**文本节选:**
注意

  1. 以下演示内容基于数据库版本:
    mysql --version
    mysql Ver 15.1 Distrib 5.5.64-MariaDB, for Linux (x86_64) using readline 5.1
  2. utf8mb4 的最低 mysql 版本支持版本为 5.5.3+

前言

我们知道要想让数据库存储数据支持 emoji 显示必须将数据库编码格式设置为utf8mb4,可是我在代码中修改了数据库编码还是有问题,具体见此处 Issues ,当时列出下面的怀疑:

  • 数据库设置为utf8mb4编码;
  • 单个表格编码未设置为utf8mb4
  • 由于前端使用pangujs导致传到后端已经出错;

昨晚进行了排查及解决,现在记录一下。

排查

  1. 首先查看数据库编码格式
    MariaDB [iyblog_product]> show create database iyblog_product;
    +----------------+----------------------------------------------------------------------------+
    | Database | Create Database |
    +----------------+----------------------------------------------------------------------------+
    | iyblog_product | CREATE DATABASE `iyblog_product` /*!40100 DEFAULT CHARACTER SET utf8mb4 */ |
    +----------------+----------------------------------------------------------------------------+
    1 row in set (0.00 sec)
  2. 查看相应表的数据格式
    MariaDB [iyblog_product]> show create table iy_article;

    /*省略*/
    ) ENGINE=InnoDB AUTO_INCREMENT=15 DEFAULT CHARSET=utf8mb4 |

    其实此处多余,因为代码里有如下定义:
    import os

    class MySQLConfig:
    MYSQL_USERNAME = os.getenv('MYSQL_USER')

**书面任务 1:**
请列出节选中作者排查前列出的所有怀疑原因。
**书面任务 2:**
请抄写节选中从“昨晚进行了排查及解决,现在记录一下。”到“set (0.00 sec)”这一段，并将其中的“iyblog_product”一律替换为“test_db”。

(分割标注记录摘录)
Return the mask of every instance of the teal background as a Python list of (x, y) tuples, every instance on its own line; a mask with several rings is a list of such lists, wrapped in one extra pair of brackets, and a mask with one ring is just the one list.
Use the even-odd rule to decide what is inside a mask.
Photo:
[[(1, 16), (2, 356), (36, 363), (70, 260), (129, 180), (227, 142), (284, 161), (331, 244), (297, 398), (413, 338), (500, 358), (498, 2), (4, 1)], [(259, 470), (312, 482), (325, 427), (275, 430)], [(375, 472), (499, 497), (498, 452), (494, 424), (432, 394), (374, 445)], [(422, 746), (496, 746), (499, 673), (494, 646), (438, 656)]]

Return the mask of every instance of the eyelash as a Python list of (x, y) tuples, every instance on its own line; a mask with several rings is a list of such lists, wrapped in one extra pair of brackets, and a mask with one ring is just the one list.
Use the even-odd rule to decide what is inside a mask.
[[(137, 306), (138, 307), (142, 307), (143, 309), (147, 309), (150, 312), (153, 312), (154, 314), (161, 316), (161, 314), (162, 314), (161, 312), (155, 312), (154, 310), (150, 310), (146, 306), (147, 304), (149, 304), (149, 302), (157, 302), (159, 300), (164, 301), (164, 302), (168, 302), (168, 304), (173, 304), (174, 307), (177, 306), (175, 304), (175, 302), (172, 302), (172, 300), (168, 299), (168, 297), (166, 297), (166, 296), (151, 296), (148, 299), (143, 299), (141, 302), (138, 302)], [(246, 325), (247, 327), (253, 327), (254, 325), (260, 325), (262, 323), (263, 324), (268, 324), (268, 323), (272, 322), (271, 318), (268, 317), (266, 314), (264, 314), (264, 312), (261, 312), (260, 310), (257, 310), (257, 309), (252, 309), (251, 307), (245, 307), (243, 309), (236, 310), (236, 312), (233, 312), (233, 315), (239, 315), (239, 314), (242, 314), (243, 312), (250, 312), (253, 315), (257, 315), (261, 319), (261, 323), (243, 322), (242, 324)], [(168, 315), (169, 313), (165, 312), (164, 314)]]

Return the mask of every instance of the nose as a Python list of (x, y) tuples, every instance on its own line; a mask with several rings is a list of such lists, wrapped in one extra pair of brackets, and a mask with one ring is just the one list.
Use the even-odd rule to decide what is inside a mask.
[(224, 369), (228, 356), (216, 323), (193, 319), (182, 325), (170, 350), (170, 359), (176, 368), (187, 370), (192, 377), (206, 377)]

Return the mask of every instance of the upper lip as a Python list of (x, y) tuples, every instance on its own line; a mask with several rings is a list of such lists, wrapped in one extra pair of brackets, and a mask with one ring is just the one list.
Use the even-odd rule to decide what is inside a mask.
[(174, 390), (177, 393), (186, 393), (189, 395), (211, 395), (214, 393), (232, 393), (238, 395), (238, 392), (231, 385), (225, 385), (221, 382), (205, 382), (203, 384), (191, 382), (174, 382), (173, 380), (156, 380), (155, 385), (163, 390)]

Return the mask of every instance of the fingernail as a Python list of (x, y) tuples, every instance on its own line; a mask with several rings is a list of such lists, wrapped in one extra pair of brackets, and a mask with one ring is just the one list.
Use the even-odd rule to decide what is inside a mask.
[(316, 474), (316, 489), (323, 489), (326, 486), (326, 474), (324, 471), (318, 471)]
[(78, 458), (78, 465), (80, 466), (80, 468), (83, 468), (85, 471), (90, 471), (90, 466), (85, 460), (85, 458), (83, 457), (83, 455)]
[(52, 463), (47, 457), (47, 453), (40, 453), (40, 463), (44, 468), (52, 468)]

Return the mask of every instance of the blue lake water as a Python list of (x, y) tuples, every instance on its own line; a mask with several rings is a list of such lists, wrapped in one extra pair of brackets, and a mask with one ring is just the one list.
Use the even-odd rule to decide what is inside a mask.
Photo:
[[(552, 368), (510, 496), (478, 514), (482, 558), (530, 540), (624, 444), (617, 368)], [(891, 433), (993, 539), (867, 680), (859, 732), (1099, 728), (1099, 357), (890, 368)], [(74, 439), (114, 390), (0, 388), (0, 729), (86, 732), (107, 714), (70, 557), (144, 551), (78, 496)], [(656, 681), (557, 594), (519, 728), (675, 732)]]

**正确答案 1:**
- 数据库设置为utf8mb4编码
- 单个表格编码未设置为utf8mb4
- 由于前端使用pangujs导致传到后端已经出错

**正确答案 2:**
昨晚进行了排查及解决,现在记录一下。

排查

  1. 首先查看数据库编码格式
    MariaDB [test_db]> show create database test_db;
    +----------------+----------------------------------------------------------------------------+
    | Database | Create Database |
    +----------------+----------------------------------------------------------------------------+
    | test_db | CREATE DATABASE `test_db` /*!40100 DEFAULT CHARACTER SET utf8mb4 */ |
    +----------------+----------------------------------------------------------------------------+
    1 row in set (0.00 sec)